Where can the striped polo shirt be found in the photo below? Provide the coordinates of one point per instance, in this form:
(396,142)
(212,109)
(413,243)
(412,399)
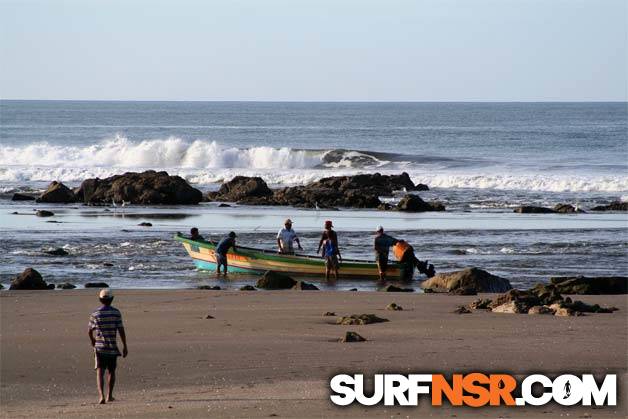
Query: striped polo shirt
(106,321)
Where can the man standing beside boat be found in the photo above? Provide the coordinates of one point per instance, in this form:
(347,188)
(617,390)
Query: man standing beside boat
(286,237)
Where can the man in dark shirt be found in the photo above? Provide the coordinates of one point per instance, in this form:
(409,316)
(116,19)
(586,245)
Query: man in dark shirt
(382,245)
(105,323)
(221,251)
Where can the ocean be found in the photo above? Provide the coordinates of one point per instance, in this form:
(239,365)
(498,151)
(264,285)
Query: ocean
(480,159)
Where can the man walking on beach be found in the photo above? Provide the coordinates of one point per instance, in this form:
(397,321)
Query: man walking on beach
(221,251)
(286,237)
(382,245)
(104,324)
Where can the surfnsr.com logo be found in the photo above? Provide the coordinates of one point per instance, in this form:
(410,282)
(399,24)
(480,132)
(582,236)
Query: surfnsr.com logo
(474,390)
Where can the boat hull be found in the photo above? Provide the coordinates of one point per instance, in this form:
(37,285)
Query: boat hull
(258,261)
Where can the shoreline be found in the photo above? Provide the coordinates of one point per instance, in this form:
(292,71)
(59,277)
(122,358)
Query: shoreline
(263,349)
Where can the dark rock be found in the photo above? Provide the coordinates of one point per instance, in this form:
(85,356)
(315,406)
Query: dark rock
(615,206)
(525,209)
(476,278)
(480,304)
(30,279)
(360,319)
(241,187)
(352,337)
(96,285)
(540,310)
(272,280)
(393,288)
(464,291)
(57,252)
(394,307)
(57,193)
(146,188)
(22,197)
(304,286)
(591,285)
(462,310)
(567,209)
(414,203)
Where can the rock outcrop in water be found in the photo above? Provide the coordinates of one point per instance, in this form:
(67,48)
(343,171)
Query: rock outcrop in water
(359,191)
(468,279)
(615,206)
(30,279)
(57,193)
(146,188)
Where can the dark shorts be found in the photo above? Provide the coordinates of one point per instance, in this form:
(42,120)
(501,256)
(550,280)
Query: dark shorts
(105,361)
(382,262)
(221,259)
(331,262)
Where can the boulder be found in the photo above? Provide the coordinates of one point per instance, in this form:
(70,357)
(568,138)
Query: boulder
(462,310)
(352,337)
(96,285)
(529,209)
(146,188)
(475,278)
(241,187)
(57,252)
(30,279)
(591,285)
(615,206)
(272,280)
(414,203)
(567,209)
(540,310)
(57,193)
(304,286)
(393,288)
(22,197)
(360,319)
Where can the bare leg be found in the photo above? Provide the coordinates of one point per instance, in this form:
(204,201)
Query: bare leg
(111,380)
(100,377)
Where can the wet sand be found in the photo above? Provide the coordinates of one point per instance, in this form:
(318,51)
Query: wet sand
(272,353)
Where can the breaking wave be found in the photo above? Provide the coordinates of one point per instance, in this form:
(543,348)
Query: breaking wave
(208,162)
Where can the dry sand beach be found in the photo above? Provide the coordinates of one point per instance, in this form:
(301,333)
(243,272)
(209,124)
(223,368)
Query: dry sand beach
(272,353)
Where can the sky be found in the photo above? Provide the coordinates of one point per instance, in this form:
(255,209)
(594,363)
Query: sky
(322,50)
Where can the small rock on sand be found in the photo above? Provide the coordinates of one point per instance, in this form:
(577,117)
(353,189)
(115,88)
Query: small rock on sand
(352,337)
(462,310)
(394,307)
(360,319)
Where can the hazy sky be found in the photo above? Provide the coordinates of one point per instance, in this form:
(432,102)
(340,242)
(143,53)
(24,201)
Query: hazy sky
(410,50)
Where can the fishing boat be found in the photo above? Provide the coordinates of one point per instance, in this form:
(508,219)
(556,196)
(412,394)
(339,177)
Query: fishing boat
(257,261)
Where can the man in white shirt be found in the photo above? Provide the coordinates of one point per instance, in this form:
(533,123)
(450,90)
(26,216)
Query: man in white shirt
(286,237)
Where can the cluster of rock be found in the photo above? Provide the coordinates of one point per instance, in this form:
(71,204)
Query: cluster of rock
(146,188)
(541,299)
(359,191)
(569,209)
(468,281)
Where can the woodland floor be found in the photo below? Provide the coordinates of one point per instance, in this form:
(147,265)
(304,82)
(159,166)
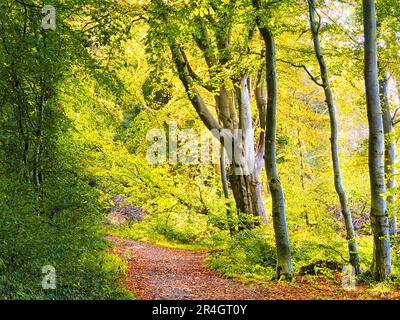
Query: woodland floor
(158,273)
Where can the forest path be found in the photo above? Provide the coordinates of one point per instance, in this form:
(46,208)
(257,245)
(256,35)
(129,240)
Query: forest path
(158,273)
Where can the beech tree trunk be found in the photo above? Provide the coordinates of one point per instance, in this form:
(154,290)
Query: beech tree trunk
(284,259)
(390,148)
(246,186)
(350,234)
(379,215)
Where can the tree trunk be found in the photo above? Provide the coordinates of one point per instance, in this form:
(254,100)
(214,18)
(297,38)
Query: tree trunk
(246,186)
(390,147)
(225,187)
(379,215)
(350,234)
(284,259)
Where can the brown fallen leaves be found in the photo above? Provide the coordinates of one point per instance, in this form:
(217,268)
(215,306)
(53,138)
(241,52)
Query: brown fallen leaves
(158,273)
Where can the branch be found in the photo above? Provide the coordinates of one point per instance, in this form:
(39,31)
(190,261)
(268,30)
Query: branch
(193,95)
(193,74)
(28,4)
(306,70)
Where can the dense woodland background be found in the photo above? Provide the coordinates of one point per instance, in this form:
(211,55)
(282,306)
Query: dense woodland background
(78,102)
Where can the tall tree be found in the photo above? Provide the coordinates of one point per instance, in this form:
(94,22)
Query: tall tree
—————
__Instructions for the task__. What lines in the data above carry "below"? Return them all.

__Exercise output__.
Where can the striped polo shirt be found in the photo below? Provide the coordinates of one point per instance, in this form:
Where can the woodland floor be found in the photo below? Provide the coordinates of one point per instance, in this form:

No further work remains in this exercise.